WRITTEN INSTRUCTION:
Copy the following lines word for word, keeping every character and line break.

────

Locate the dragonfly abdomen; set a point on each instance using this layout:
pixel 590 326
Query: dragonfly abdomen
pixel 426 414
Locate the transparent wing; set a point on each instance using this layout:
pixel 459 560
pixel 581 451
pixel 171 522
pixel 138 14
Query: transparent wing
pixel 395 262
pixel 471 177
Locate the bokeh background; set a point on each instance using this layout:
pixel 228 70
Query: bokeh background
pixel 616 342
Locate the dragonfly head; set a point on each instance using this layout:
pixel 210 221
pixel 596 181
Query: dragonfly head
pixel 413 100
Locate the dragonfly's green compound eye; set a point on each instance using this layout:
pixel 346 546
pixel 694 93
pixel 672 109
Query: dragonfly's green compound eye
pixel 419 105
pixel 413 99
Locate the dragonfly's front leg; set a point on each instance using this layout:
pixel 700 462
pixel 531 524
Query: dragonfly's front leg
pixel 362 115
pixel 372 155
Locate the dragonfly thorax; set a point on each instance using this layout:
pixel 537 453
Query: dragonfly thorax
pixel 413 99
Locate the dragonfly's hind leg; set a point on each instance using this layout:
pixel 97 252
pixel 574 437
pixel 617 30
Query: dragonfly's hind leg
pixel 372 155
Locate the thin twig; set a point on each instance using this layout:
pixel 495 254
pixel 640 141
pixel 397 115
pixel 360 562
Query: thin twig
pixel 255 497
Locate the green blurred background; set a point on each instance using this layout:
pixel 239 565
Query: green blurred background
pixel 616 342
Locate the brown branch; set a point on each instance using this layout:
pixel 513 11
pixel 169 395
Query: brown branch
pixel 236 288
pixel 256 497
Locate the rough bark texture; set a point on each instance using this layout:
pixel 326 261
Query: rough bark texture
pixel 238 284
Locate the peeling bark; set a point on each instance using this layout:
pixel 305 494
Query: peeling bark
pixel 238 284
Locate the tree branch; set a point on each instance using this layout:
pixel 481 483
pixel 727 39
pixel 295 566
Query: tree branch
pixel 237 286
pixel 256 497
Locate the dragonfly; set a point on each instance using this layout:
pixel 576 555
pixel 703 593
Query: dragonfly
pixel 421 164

────

TASK OUTPUT:
Locate the dragonfly abdomen; set a point on each instance using this layout:
pixel 590 326
Query: dragonfly abdomen
pixel 426 414
Locate the transparent wing; set a point on each instance using this layout:
pixel 459 560
pixel 581 451
pixel 171 522
pixel 138 14
Query: transparent wing
pixel 395 262
pixel 471 177
Locate the bokeh background; set a point on each instance using this layout:
pixel 228 70
Query: bokeh background
pixel 616 342
Locate the dragonfly head; set a point on each instance using this layout:
pixel 210 221
pixel 596 181
Query: dragonfly head
pixel 413 100
Locate the dragonfly's green compound eye; set a point on each instance using this layout:
pixel 346 546
pixel 694 93
pixel 672 109
Query: dragonfly's green compound eye
pixel 419 105
pixel 413 99
Locate the dragonfly's front leg; set a point on each instance using this layout:
pixel 700 462
pixel 531 524
Query: dragonfly's front leg
pixel 362 115
pixel 372 155
Locate the dragonfly thorax; set a point on each instance using this layout:
pixel 537 453
Query: dragonfly thorax
pixel 413 99
Locate the dragonfly's hind leg; set a point on each instance using this layout:
pixel 97 252
pixel 574 437
pixel 617 30
Query: dragonfly's hind leg
pixel 372 155
Locate the thin twig; set a point on each instance using this layout:
pixel 495 254
pixel 640 141
pixel 397 115
pixel 360 562
Query: thin twig
pixel 255 497
Locate the green blurred background; set a point on each instance using this layout:
pixel 239 565
Query: green blurred background
pixel 616 342
Locate the brown branch; set a point on each instance using this layout:
pixel 513 11
pixel 169 395
Query: brown branch
pixel 236 288
pixel 256 497
Locate the rough bark texture; set a point on each instance using this layout:
pixel 326 261
Query: rough bark texture
pixel 238 284
Locate the peeling bark; set a point on each instance using this layout:
pixel 305 494
Query: peeling bark
pixel 238 284
Locate the tree branch; set a point on each instance using this layout:
pixel 481 483
pixel 727 39
pixel 295 566
Query: tree branch
pixel 237 286
pixel 256 497
Locate the dragonfly; set a point on each instance using this layout:
pixel 576 555
pixel 703 593
Query: dragonfly
pixel 421 164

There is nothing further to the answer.